■ **WHAT TO DO**:
**a.** In the prostate cancer study excerpt below, rewrite the paragraph beginning "Ultrasound could facilitate cellular uptake" as a brief bulleted list that keeps its main facts.
**b.** Using the prostate cancer study excerpt below, explain in one to three sentences why the androgen receptor is considered a potential treatment target at both the androgen-dependent and castration-resistant stages.
**c.** Quote the prostate cancer study excerpt below from "Materials and methods" to "5% carbon dioxide.".
#### PROVIDED PASSAGE ####
Keywords: Prostate cancer, androgen receptor, gene silencing, focused ultrasound

Introduction

Prostate cancer is the second most frequently diagnosed cancer in the male population worldwide [1]. In developed countries, the incidence rate of prostate cancer appears much higher. In the United States, prostate cancer has overtaken lung cancer as the most commonly diagnosed malignancy and the second leading cause of cancer death in males for decades [2]. Meanwhile, the morbidity and mortality are rising in many developing countries such as China due to population aging and lifestyle changes [3]. Androgen receptor (AR) is expressed not simply in androgen-dependent prostate cancer (ADPC), but also in most castration-resistant prostate cancer (CRPC) where the AR remains active and is necessary to prostate cancer cells [4]. Therefore, AR is a potential target for treatment of prostate cancers both at the androgen-dependent and the castration-resistant stages.

Through the RNA interference (RNAi) mechanism, small interfering RNAs (siRNAs) or the precursors to siRNA known as short-hairpin RNAs (shRNAs) can target complementary mRNA strands for degradation, thus specifically down-regulating gene expression [5]. The ability of siRNA/shRNA to inhibit gene expression offers a novel strategy to eradicate disease.

Ultrasound could facilitate cellular uptake of macromolecules owing to its sonoporation and cavitation effect [6,7]. It has been proven by numerous groups, that the cellular uptake of drugs and genes is sharply increased, when the region of interest is under sonication. Hence the ultrasound could be exploited to transfer gene into targeted tumor tissue efficiently [8,9].

In the present study, we investigated whether targeting silencing androgen receptor gene by shRNA with low-intensity focused ultrasonic irradiation could be used as effective therapy to treat prostate cancers in vivo. To test this, a plasmid-based short-hairpin RNA combined with low-intensity focused ultrasonic irradiation approach was used to selectively knock down the expression of AR in prostate cancer 22RV1 cells in vivo. Our results showed that AR shRNA combined with low-intensity focused ultrasonic irradiation could down-regulate the expression of AR, suppress proliferation, and induce apoptosis of human prostate cancer cells, and thereby inhibit the growth of prostate cancer xenografts in nude mice.

Materials and methods

Cell line and culture conditions

The human prostate cancer cell line 22RV1 was received from Institute of Biophysics, Chinese Academy of Science and was cultured in RPMI 1640 medium (GIBCO) supplemented with 10% fetal bovine serum (FBS) (GIBCO). The cells were maintained in 75 cm2 tissue culture flasks (Corning) under sterile conditions at 37°C in water-saturated air containing 5% carbon dioxide.
#### RECORDS PROVIDED ####
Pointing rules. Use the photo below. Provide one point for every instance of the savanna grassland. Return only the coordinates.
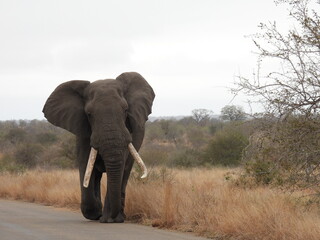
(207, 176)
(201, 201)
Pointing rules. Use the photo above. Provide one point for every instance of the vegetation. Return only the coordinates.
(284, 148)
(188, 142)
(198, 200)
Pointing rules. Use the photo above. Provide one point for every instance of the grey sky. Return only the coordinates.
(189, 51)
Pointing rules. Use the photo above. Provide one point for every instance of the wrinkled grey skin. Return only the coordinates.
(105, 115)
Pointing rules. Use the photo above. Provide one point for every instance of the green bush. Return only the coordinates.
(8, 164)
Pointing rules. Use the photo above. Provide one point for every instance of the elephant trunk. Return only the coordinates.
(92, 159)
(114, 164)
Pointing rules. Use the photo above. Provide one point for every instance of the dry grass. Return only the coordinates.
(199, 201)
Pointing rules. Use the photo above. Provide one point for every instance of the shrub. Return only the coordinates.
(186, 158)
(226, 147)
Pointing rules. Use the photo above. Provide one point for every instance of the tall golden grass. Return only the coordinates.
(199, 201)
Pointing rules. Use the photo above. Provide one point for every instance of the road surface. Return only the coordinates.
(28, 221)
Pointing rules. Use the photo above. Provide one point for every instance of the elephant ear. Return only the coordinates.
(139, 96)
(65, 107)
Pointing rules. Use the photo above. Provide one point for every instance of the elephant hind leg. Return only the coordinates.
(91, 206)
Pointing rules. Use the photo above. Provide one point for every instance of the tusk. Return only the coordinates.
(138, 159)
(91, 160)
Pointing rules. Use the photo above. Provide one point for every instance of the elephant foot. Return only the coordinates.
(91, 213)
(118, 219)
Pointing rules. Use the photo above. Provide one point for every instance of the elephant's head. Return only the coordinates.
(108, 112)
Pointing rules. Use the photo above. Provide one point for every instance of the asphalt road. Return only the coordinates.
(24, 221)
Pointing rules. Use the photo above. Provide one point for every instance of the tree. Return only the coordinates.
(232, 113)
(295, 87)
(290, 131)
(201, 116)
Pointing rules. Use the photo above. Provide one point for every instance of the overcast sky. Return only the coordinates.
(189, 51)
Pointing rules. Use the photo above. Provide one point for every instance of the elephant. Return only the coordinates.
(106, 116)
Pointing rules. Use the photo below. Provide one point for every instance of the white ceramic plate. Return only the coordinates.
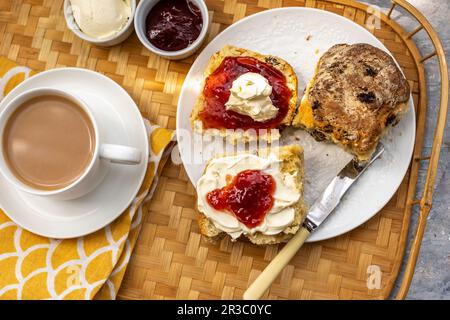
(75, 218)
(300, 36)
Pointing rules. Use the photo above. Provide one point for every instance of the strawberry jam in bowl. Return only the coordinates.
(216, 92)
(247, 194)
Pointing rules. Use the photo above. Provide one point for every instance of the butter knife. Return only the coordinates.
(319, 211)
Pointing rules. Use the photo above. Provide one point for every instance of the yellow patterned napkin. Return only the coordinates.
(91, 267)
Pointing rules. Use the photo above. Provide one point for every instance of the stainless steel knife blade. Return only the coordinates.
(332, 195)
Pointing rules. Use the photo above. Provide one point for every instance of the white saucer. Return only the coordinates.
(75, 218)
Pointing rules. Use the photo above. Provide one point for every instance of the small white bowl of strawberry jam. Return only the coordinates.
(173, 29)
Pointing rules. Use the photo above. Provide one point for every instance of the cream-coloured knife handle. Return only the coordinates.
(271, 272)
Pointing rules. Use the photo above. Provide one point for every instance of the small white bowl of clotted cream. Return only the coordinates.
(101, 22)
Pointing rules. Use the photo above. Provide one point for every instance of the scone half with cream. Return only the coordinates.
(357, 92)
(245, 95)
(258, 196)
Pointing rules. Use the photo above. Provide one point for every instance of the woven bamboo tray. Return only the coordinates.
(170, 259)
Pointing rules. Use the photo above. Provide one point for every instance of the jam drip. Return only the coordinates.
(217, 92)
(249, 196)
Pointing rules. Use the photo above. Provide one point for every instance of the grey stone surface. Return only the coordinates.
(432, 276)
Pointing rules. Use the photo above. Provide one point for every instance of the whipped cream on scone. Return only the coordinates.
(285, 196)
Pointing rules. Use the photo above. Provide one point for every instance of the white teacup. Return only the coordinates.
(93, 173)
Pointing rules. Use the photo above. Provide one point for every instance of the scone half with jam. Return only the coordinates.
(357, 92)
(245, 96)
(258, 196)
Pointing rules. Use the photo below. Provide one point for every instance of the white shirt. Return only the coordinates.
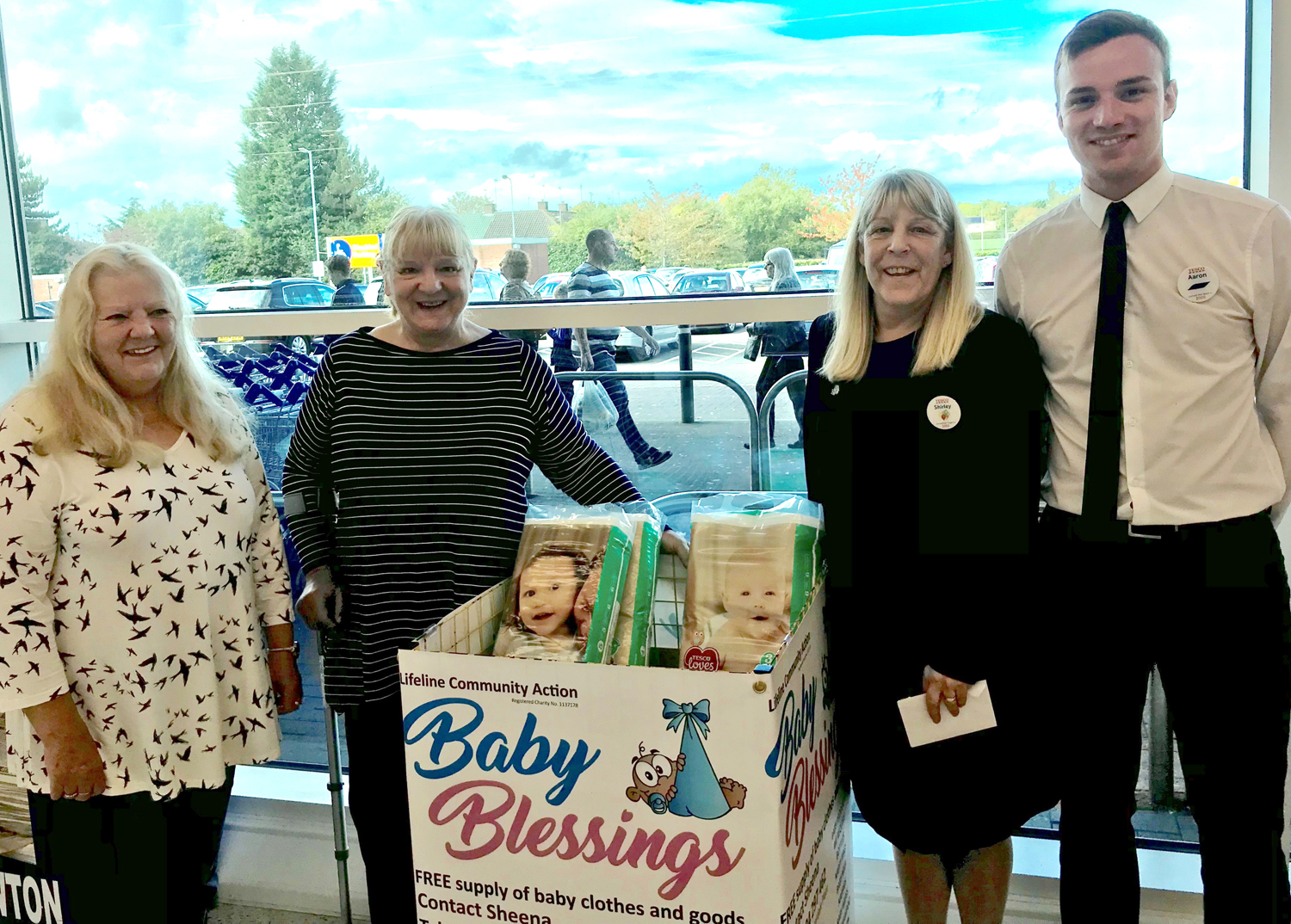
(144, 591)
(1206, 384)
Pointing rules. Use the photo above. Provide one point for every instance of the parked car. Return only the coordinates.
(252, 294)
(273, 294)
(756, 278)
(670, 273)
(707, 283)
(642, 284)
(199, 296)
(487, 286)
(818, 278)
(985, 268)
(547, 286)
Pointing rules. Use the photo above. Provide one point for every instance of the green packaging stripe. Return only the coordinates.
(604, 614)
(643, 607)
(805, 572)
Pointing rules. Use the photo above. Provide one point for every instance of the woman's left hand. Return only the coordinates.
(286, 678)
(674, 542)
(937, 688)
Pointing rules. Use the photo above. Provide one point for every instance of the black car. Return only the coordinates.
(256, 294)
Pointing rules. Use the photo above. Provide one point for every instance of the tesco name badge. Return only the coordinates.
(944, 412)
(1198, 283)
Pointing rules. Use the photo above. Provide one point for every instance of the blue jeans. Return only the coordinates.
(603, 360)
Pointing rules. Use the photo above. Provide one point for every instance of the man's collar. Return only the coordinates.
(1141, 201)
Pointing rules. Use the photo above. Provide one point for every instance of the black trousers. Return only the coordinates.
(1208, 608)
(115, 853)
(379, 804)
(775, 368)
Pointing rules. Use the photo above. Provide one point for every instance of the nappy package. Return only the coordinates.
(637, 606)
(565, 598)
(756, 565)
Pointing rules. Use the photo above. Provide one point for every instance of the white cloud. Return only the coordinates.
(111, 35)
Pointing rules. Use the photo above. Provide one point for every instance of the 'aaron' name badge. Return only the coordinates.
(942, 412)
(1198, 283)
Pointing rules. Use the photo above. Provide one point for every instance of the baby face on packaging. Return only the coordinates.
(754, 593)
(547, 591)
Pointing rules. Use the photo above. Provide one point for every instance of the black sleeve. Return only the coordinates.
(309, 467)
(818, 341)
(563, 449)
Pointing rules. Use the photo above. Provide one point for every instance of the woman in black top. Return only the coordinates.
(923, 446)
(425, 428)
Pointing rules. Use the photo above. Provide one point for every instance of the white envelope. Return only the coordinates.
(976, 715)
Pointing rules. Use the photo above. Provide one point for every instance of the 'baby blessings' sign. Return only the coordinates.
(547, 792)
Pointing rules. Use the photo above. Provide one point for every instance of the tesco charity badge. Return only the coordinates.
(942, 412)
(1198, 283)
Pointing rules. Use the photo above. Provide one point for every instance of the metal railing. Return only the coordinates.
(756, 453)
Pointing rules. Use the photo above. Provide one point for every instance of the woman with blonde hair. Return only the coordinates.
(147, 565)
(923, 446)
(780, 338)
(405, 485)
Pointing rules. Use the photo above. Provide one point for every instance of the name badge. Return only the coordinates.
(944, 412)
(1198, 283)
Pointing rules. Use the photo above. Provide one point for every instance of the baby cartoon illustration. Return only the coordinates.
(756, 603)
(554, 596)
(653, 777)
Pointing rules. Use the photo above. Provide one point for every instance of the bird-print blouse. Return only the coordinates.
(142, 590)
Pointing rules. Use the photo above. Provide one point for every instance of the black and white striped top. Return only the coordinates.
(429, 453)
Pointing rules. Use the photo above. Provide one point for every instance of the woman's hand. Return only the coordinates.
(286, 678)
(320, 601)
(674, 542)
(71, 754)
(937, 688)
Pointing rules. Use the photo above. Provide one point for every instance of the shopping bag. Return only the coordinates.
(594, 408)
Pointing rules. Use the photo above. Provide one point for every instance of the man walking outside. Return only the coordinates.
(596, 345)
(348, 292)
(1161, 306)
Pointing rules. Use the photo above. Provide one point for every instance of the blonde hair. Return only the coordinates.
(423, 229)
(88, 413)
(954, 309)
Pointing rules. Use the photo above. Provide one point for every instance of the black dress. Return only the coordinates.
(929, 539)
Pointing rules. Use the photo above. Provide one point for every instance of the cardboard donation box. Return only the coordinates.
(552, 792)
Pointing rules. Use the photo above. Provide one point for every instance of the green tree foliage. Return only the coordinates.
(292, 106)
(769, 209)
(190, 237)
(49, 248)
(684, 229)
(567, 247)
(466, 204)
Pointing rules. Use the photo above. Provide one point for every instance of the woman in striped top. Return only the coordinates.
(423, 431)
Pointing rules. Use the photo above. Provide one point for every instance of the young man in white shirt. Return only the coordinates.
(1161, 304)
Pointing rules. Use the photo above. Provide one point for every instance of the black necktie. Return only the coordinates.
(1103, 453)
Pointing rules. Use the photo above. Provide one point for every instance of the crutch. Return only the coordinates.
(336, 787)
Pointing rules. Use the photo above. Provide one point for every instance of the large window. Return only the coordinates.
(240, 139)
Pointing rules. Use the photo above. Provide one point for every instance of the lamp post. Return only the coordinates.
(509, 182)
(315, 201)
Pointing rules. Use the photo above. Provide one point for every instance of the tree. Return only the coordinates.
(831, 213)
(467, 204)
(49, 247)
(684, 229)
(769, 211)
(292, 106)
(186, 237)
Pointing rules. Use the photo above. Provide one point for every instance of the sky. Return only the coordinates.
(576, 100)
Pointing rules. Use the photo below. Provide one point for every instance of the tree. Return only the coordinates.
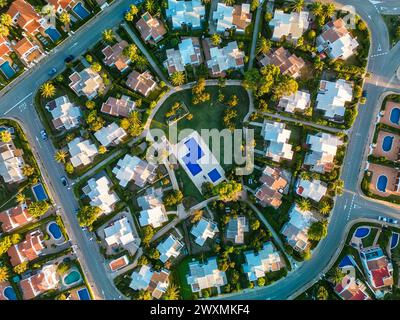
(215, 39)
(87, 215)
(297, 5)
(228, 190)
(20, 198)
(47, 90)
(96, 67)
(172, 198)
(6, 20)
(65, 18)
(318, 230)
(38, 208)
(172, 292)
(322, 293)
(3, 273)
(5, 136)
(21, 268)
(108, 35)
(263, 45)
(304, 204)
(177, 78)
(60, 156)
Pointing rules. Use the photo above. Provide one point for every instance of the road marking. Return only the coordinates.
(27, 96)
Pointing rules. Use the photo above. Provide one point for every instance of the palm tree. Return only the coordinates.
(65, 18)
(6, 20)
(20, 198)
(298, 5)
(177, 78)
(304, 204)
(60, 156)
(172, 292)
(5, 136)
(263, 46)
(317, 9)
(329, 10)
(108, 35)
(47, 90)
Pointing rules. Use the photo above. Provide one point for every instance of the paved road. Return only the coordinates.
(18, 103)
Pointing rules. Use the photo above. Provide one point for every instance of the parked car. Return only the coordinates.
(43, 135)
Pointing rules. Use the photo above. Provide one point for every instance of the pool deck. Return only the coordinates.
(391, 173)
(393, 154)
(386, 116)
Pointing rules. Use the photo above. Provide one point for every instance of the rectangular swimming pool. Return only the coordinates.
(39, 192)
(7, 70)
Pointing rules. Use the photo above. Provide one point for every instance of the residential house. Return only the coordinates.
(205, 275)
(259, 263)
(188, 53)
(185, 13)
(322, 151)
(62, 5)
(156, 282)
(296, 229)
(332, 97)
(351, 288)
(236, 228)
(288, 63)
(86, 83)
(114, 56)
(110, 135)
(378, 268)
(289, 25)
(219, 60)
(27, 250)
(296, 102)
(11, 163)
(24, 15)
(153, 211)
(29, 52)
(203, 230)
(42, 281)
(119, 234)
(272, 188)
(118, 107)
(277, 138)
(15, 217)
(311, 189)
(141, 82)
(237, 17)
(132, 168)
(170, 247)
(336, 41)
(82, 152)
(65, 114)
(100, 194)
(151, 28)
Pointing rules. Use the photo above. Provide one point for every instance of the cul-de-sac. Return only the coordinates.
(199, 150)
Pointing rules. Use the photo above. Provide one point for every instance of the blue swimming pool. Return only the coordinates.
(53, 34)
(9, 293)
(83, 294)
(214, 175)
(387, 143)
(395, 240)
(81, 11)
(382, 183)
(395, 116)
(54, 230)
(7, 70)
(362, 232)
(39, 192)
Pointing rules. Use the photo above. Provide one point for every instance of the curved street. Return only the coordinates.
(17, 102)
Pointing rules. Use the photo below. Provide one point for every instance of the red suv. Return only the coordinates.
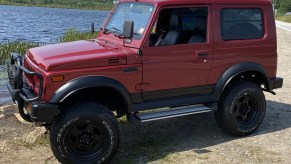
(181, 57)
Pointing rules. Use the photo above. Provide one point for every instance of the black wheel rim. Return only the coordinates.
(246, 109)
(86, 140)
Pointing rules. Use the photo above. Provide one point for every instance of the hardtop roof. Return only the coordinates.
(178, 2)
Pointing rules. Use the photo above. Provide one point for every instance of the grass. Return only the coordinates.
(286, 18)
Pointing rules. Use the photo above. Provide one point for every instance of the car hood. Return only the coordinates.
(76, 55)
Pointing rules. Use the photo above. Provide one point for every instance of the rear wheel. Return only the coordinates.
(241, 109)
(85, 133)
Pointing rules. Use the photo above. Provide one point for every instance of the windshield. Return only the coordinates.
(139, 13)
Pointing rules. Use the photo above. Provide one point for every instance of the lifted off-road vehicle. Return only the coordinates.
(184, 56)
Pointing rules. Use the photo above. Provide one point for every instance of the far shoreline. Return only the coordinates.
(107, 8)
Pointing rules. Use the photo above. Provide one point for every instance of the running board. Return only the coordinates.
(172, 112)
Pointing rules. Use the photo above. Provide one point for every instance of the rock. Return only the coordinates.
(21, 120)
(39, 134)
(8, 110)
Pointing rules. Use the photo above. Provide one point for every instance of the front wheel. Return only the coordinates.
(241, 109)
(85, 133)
####
■ **SOLUTIONS TO EACH TASK**:
**a.**
- Ultrasound can increase the cellular uptake of macromolecules through its sonoporation and cavitation effects.
- Numerous groups have shown that cellular uptake of drugs and genes rises sharply when the region of interest is under sonication.
- Ultrasound could therefore be used to transfer genes efficiently into targeted tumor tissue.

**b.** The androgen receptor is expressed in androgen-dependent prostate cancer. It is also expressed in most castration-resistant prostate cancer, where it remains active and is necessary to the cancer cells. It therefore offers a target at both stages of the disease.

**c.**
Materials and methods

Cell line and culture conditions

The human prostate cancer cell line 22RV1 was received from Institute of Biophysics, Chinese Academy of Science and was cultured in RPMI 1640 medium (GIBCO) supplemented with 10% fetal bovine serum (FBS) (GIBCO). The cells were maintained in 75 cm2 tissue culture flasks (Corning) under sterile conditions at 37°C in water-saturated air containing 5% carbon dioxide.